To do: Please rewrite the stretch of the Dalmatian travel passage from "The island of" through "of princely favour.", changing "bleak" to "barren".

Provided text:
At the north end of the bay Traù comes in sight. The town is built on a small island in a channel between the mainland and the larger island of Bua, and is connected with both by means of bridges. It is the most mediaeval town on the coast, and within its walls nothing has altered for five hundred years. Over the Porta di Terraferma the ever-watchful Lion of St. Mark guards the entrance, embowered in a cypress bush which springs from between two stones over the gateway; round this bush many legends are gathered. The streets are narrow and dark, the only open space being the Piazza del Duomo. The stately and sombre thirteenth-century cathedral with its massive piers, mellow brown in tone, fine but sober sculptures, and its superb porch, is a splendid specimen of mediaeval architecture. Opposite is the open Loggia whence the rulers of the town dispensed justice in public. There are other churches Romanesque, Gothic, and Renaissance, and many a fine old Venetian palace; but one of Trau's most attractive features is the riva towards Bua. It is a broad quay faced by a row of palaces, gate-towers, and fragments of walls. At the sea-ward end is the imposing Castello Camerlengo, now in ruins.

The island of Bua, unlike the opposite mainland, is very bleak and stony and typically Dalmatian. It served in Roman times as a place for the relegatio in insulan, and one can easily imagine the feelings of an exiled Roman, wandering about the sterile hills and valleys of the island meditating on the delights of the Urbs and the fickleness of princely favour.

We travelled from Spalato to Ragusa by night and so did not see much of the islands near the former place, nor of the peninsula of Sabbioncello, the only spot in Europe, with the exception of the neighbouring island of Curzola, where the jackal is still to be found. One lands at Gravosa and drives across a narrow peninsula to Ragusa, for the harbour of that once famous maritime republic is too small for steamers of any size.

Taken altogether Ragusa is the most attractive town in Dalmatia. Its position is unrivalled, the vegetation more luxuriant even than that of Spalato, its streets are wide and stately, and its buildings, if inferior to a few others in the country, bespeak a queen among cities. It would need a volume to tell of all the many beauties of Ragusa, of her wonderful history, of her successful diplomacy, her art, her culture, the graceful Rector's Palace, the Sponza, the splendid circuit of walls. The town is built on a promontory and a narrow strip of coast between the Monte Sergio and the sea. One broad main thoroughfare goes right through it, some streets climb up the steep hillside, while others descend to the water's edge. The walls were built partly by Dalmatian architects such as Orsini, and partly by Michelozzo Michelozzi and other Italians. Ragusa is rich in monasteries, among which that of the Franciscans and that of the Dominicans with their shady cloisters are particularly beautiful. The former has a charming little garden in a sort of second cloister, with the old pharmacy under the loggia. In this garden the simples for the chemist's decoctions were grown, and there are still some curious instruments lying about—a large green pressing machine, a range for preparing medicines, &c. The costumes at Ragusa are gayer and more brilliant even than at Spalato or Zara, and more Eastern. Here too one sees still stranger costumes from the Herzegovina, and the bright embroidery and the red slippers in the shop windows, show that we are still nearer to the Orient.

Exercise data:
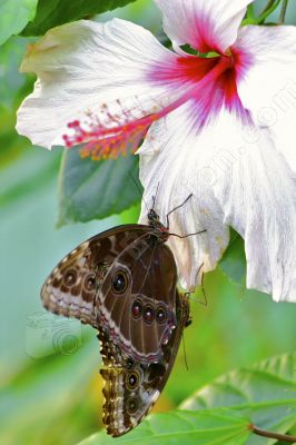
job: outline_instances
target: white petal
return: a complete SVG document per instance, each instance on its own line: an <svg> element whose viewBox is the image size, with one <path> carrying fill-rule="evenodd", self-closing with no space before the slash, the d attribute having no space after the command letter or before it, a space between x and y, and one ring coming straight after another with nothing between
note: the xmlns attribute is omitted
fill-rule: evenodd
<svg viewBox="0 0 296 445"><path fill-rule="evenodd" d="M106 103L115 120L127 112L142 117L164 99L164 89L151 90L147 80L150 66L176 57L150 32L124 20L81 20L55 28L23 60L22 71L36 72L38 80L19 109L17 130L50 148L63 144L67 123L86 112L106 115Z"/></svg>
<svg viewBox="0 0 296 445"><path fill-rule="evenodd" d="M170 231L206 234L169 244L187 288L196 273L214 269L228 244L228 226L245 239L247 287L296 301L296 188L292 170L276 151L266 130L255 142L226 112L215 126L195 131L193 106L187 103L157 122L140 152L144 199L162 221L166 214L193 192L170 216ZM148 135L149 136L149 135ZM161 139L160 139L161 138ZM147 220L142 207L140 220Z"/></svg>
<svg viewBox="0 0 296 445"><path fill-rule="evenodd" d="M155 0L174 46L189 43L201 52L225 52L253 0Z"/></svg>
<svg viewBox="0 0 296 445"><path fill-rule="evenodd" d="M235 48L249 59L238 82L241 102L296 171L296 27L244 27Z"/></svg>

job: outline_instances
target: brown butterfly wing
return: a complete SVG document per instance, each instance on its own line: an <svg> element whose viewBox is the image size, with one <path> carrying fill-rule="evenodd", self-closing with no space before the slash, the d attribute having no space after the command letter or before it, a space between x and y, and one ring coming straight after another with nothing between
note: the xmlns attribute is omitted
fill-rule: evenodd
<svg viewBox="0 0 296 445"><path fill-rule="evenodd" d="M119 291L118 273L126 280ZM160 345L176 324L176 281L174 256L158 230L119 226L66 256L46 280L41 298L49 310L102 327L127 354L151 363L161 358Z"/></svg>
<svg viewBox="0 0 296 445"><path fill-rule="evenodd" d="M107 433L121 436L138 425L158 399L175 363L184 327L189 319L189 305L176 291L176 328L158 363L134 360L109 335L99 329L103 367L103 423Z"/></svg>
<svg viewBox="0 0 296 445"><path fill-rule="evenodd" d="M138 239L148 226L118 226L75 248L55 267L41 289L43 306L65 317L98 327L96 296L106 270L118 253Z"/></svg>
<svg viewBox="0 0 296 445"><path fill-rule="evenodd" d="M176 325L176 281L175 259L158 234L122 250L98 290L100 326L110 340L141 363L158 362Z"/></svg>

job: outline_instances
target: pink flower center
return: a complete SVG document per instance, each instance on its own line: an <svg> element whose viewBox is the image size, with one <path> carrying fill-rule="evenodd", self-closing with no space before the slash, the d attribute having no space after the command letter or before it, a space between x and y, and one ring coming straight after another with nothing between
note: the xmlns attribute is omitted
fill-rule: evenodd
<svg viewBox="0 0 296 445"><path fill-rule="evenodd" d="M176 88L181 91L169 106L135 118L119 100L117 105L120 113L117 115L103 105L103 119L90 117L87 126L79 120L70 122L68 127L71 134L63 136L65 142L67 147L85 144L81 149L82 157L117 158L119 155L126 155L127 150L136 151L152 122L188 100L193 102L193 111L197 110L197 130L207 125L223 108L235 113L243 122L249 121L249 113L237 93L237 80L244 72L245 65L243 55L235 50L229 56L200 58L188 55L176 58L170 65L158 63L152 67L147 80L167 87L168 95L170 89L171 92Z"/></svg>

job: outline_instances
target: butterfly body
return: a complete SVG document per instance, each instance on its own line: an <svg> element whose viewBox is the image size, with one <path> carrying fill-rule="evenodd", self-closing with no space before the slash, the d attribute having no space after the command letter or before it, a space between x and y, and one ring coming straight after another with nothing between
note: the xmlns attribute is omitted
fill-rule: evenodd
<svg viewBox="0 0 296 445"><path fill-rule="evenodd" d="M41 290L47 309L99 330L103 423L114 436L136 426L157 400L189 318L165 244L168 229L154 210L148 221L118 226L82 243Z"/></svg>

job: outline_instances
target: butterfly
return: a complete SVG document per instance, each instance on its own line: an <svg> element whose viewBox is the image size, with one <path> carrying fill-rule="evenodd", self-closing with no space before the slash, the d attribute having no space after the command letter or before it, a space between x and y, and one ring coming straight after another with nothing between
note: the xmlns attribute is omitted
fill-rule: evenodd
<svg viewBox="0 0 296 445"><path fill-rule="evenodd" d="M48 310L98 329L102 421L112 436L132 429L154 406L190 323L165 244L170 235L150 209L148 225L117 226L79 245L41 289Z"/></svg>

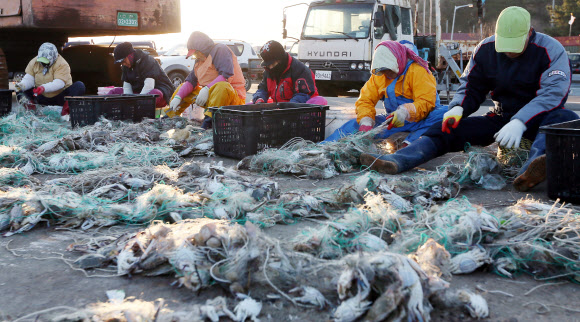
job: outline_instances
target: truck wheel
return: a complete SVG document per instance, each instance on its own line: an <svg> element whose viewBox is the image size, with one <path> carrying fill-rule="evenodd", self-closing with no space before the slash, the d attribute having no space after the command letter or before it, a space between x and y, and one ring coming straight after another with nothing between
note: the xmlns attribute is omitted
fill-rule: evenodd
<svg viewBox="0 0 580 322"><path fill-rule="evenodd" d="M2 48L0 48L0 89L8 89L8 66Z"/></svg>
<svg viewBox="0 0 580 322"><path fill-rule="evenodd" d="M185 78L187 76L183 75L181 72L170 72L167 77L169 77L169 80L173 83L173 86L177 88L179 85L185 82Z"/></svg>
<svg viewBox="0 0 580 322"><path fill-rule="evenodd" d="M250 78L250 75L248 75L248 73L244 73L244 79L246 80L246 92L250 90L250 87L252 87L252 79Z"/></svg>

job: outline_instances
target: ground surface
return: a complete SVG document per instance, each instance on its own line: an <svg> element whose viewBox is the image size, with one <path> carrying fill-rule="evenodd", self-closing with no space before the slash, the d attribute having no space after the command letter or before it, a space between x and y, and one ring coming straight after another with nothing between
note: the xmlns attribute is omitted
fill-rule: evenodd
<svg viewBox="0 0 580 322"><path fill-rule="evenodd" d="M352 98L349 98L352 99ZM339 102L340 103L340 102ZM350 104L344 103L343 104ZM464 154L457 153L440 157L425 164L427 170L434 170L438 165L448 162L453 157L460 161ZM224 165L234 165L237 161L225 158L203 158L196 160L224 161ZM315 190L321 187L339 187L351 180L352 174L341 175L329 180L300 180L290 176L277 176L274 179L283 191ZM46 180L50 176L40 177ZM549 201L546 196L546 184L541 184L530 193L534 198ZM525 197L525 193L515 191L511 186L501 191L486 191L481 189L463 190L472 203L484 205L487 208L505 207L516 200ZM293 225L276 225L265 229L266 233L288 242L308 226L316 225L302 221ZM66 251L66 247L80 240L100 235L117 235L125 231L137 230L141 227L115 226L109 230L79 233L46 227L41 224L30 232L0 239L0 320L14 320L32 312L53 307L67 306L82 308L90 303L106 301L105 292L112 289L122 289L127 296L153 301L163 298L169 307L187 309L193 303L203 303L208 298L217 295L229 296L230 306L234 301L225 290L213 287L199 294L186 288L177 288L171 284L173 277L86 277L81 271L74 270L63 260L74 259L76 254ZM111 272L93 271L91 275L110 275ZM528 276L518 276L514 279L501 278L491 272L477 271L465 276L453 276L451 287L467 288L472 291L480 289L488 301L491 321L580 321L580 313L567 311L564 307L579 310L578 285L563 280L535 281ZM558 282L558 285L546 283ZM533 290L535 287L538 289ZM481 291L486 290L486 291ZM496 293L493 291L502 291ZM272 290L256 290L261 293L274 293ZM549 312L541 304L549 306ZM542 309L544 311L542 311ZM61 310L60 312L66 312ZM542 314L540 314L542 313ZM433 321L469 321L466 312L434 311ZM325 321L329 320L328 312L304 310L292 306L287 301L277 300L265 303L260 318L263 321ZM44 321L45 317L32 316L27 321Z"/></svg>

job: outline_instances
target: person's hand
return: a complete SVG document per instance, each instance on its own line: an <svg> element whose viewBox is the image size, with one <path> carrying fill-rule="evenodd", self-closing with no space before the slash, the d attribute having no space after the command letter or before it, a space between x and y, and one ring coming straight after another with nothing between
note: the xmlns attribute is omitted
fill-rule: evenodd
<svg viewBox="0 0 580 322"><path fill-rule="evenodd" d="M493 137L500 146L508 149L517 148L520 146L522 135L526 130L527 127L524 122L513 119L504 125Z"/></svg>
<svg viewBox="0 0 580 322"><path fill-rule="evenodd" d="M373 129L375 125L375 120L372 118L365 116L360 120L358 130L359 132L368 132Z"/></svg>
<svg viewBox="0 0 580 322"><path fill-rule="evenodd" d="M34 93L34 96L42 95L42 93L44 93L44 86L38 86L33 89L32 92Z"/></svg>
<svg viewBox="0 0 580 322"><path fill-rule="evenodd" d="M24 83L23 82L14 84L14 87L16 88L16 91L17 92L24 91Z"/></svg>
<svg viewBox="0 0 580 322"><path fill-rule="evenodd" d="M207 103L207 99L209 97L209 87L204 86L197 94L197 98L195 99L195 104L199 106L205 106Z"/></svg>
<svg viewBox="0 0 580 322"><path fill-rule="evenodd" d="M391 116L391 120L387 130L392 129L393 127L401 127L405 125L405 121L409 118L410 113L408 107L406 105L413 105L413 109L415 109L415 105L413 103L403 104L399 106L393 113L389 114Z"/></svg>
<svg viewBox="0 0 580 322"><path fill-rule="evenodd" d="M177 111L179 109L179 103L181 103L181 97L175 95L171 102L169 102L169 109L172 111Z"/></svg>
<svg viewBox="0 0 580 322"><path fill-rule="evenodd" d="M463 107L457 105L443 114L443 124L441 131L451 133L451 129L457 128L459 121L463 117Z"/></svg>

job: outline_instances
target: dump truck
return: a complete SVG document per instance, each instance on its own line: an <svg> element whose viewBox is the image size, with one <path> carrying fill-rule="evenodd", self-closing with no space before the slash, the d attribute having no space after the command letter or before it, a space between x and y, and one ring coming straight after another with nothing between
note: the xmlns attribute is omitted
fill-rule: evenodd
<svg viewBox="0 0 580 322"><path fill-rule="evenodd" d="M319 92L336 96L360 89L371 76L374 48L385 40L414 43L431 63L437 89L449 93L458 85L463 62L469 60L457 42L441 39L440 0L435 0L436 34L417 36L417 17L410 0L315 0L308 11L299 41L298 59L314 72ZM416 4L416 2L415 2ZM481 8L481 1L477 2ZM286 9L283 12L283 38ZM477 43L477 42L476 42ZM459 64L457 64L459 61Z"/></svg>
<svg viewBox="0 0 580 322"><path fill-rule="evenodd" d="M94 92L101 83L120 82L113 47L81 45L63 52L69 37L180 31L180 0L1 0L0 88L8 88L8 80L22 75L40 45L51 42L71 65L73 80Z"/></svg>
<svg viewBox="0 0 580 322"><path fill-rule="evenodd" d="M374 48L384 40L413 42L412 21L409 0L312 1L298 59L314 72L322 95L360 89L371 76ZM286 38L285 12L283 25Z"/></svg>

Answer space:
The island of Bua, unlike the opposite mainland, is very barren and stony and typically Dalmatian. It served in Roman times as a place for the relegatio in insulan, and one can easily imagine the feelings of an exiled Roman, wandering about the sterile hills and valleys of the island meditating on the delights of the Urbs and the fickleness of princely favour.